TASK OBJECTIVE
Lines before the one with "Input query →" are left out; return that line and all that follow it, exactly, through the end of the data.
[Start of section]
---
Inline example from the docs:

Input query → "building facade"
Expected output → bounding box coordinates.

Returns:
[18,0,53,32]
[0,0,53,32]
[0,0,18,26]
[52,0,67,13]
[End of section]
EXERCISE OUTPUT
Input query → "building facade"
Expected output → bounding box coordinates.

Returns:
[18,0,53,32]
[0,0,53,32]
[0,0,18,26]
[52,0,67,13]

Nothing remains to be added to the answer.